ASSIGNED TASK 1.
Please list every benchmark or goal that the Zara sustainability text says Zara has met, as given on the timeline in its Join Life section.
ASSIGNED TASK 2.
According to the Zara sustainability text, in what year did Zara launch its eco-friendly "Join Life" line?
ASSIGNED TASK 3.
Pick up the Zara sustainability text after its last sentence and keep writing it.

GIVEN TEXT.
+===+
That said, without any proper certification requirements or traceability, it’s really hard for us to be sure these animal welfare policies are actually upheld and to ensure ethical wool and other animal fabrics.
Zara Sustainability Issues Are Actually Improving
Accompanied by the hashtag #JOINLIFE to denote their sustainability line, Zara’s website features a timeline of actions toward carbon neutrality and sustainability listed on the Join Life section of their page.
This includes benchmarks and Zara sustainability goals met, like green packaging, supplier and manufacturer code of conducts since 2005, 100% eco-efficient stores (albeit what this means is murky,) zero hazardous chemicals discharge, a Zara pre-owned collection, and renewable energy entirely in proprietary facilities.
Materials
In 2012, they pledged to remove all hazardous chemicals from their clothes by 2020. In 2016, they launched their eco-friendly line “Join Life”, which they pledged 50% of their entire collection would meet the standards of by 2022—which was two years ago, and yet, no dice.
In 2019, they announced they would use only sustainable materials by 2025. Yet Zara’s FY 2020 Statement on Non-Financial Information provides zero concrete proof that they’ve actually removed hazardous chemicals from their supply chain as per their Zero Discharge of Hazardous Chemicals program.
It’s also important to note they still use predominantly cheap synthetic fabrics like polyester and nylon instead of opting for truly sustainable fabrics such as organic cotton or even recycled synthetics. Virgin synthetic materials are made from fossil fuels that are not only a major contributor to climate change, but also the microplastics crisis, of which almost half a million tons make their way into our waterways yearly.
+===+
DATASET CONTENT.
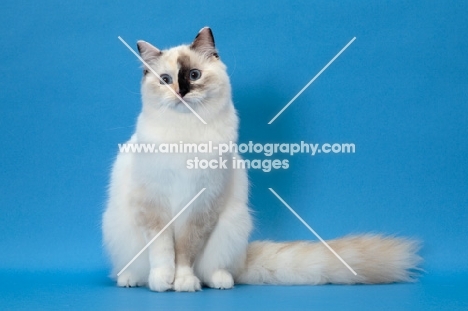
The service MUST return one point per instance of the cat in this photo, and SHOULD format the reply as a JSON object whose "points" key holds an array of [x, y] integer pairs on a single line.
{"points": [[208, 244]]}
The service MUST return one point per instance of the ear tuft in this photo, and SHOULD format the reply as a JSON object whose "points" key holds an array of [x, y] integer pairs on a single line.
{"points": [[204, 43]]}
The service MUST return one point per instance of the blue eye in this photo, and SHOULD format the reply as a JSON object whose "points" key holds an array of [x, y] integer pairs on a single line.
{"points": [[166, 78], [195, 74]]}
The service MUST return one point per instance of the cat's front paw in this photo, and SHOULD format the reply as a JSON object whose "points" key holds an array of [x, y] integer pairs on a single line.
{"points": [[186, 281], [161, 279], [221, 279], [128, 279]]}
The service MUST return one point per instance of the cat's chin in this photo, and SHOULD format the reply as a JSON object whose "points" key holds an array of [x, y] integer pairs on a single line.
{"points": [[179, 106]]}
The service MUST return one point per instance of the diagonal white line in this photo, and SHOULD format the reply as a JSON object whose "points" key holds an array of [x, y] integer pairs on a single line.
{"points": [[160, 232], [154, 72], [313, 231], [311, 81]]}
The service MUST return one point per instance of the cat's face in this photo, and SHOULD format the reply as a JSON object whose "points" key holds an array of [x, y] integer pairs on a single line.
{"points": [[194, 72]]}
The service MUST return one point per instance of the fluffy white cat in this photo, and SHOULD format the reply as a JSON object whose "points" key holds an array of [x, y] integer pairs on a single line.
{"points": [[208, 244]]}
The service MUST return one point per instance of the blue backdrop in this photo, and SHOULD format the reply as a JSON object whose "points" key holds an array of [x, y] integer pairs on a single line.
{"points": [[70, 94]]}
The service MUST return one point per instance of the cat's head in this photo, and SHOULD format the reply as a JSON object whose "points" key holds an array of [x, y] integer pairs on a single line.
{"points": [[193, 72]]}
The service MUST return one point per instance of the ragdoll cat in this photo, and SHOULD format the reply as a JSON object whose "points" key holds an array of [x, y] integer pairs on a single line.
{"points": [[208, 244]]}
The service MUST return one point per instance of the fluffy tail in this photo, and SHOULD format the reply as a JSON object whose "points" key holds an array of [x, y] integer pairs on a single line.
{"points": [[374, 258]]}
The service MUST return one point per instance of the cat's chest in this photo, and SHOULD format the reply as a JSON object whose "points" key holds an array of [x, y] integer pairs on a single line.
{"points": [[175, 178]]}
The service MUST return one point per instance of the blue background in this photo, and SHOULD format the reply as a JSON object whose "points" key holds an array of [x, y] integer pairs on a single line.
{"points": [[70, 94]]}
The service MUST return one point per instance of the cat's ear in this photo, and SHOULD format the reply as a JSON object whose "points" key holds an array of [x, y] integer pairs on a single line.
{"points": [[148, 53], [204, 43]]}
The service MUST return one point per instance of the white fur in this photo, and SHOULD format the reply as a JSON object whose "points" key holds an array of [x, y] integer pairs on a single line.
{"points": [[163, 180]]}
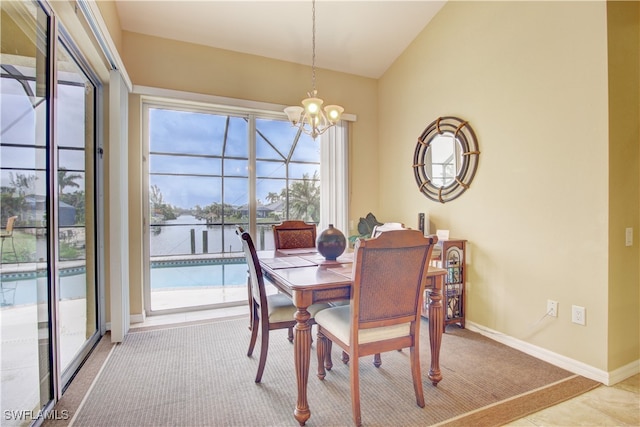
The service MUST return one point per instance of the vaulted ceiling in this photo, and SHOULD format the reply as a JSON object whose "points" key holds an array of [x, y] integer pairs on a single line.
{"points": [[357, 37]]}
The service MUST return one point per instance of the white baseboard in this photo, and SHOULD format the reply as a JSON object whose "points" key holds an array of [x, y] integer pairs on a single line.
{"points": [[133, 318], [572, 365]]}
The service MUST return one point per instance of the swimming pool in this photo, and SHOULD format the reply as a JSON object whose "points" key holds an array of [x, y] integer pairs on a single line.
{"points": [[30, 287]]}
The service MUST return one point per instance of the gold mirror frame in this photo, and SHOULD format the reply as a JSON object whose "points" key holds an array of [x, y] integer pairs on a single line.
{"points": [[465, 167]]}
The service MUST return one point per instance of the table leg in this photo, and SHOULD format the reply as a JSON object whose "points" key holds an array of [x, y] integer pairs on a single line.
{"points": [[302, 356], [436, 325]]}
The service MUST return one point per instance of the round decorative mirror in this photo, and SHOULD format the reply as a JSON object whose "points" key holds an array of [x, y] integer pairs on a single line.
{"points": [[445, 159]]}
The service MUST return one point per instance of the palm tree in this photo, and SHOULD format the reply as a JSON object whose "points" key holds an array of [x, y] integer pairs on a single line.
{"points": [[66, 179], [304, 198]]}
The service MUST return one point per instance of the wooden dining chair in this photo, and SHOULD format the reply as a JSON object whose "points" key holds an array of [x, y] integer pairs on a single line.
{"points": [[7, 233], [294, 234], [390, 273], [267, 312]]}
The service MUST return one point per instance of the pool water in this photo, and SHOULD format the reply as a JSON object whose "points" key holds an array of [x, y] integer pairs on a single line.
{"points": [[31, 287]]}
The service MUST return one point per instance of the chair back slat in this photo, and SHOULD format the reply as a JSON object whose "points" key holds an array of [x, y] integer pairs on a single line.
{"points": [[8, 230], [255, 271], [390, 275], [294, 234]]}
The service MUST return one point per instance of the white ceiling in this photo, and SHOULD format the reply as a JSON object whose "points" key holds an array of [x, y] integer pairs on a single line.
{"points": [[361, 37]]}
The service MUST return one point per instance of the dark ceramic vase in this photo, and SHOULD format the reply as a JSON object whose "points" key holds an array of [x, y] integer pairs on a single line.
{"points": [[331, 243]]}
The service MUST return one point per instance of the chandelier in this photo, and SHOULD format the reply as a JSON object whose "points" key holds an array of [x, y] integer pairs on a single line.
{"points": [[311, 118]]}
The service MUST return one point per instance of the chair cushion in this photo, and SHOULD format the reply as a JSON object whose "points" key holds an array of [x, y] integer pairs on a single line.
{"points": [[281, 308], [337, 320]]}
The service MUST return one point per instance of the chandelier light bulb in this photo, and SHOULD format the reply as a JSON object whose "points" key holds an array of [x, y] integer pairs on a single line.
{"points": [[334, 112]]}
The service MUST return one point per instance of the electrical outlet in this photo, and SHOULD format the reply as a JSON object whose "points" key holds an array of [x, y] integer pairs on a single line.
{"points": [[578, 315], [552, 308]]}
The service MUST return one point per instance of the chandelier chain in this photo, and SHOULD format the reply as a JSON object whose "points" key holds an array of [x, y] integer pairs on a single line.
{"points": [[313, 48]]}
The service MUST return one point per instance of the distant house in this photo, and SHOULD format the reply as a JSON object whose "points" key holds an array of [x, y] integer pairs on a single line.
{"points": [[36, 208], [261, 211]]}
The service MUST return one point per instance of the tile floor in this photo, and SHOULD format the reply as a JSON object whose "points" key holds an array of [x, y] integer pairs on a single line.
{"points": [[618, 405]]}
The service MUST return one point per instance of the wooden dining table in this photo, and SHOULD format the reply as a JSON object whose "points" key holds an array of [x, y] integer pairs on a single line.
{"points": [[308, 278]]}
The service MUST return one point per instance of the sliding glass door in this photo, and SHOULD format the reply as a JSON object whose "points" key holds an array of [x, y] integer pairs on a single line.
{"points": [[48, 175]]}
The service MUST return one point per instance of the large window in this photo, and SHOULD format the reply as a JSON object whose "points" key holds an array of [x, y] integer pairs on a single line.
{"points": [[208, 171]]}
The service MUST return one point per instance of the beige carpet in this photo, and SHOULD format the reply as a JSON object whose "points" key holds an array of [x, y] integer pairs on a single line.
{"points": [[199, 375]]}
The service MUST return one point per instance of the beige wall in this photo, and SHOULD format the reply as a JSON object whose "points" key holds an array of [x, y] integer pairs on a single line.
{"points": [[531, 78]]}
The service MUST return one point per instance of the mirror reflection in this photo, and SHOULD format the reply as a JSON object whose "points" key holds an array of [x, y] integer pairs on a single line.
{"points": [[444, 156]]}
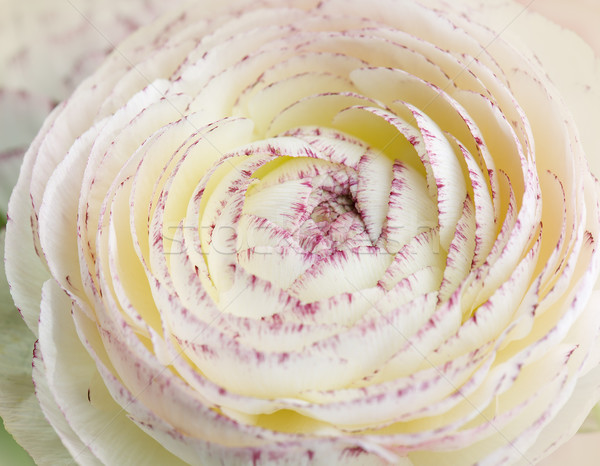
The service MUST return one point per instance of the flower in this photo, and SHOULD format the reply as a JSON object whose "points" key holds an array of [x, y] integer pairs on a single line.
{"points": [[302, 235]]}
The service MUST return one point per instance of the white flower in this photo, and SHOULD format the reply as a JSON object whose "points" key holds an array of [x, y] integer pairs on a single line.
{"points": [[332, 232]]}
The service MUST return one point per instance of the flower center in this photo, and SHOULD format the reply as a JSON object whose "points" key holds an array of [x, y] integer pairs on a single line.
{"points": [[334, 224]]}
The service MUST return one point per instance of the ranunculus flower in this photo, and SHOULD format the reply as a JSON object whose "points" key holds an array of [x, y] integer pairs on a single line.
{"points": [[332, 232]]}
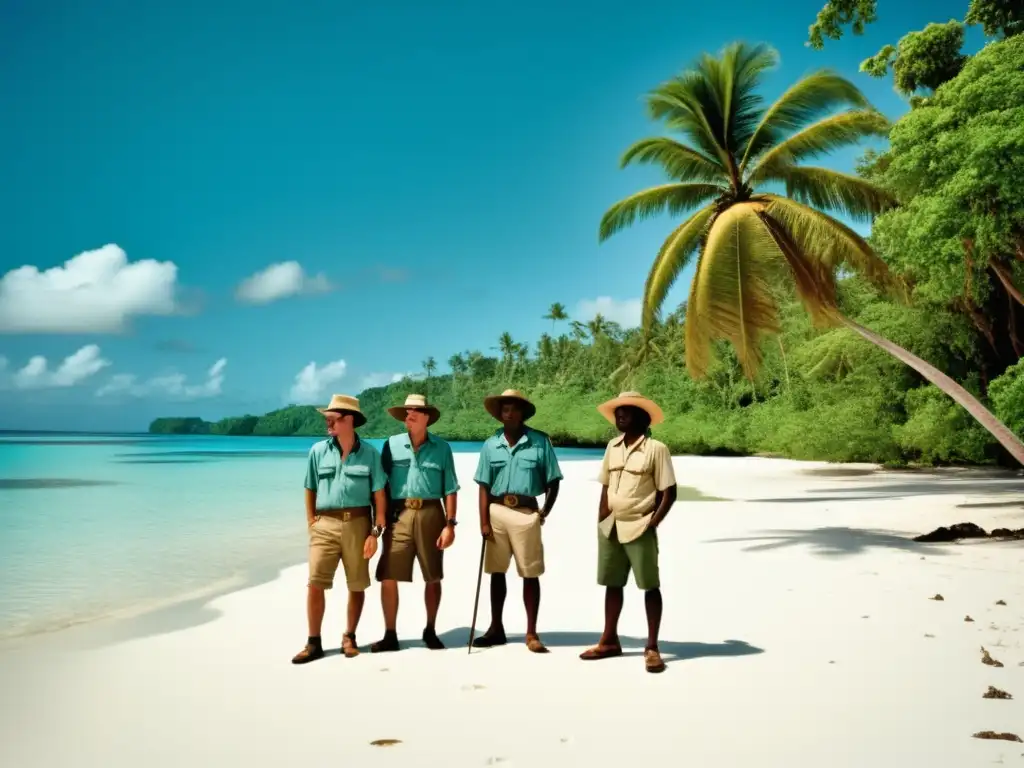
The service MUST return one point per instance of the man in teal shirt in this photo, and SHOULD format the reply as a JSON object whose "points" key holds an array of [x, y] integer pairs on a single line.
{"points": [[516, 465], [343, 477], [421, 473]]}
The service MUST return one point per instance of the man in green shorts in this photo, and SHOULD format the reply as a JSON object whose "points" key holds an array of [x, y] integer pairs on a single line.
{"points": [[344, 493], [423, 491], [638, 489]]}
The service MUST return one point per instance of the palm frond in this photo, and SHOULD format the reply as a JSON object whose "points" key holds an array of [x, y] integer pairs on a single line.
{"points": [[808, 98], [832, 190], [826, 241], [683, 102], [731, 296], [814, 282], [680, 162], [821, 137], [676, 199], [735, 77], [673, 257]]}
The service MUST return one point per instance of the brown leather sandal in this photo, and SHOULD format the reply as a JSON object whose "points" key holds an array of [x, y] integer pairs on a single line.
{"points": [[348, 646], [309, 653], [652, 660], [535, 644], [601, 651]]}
+===+
ANSWER 1.
- Green packaging
- Supplier and manufacturer code of conducts since 2005
- 100% eco-efficient stores
- Zero hazardous chemicals discharge
- A Zara pre-owned collection
- Renewable energy entirely in proprietary facilities

ANSWER 2.
2016

ANSWER 3.
Circularity & Waste
In 2022, the brand introduced the Zara Pre-Owned platform “Closing the Loop”, which provides repair services and allows customers to drop off old Zara items for reuse and recycling in partnership with non-profit organizations.
Except that there is still no proof Zara does anything to minimize textile waste when making garments.
They also hide the truth about other waste management practices, such as water disposal—an important factor considering the fashion industry accounts for nearly 20% of all water pollution worldwide.
Commitments
The company has obviously taken to heart the many calls for ethics and sustainability, by making a truly impressive list of commitments and pledges over the past number of years, but what difference do these pledges make if they’re never met or even monitored by third-party auditing organizations?
For instance, they’ve set a greenhouse gas emissions reduction target, but they provide nothing traceable or transparent to actually see if they’re on track to meet their target.
These promises seem more targeting at soothing the eco-anxiety of their clientele, while they continue to churn out more than 450 million items of clothing per year, because when it comes down to it, Zara is fast fashion and promotes overconsumption which each rapid-fire design.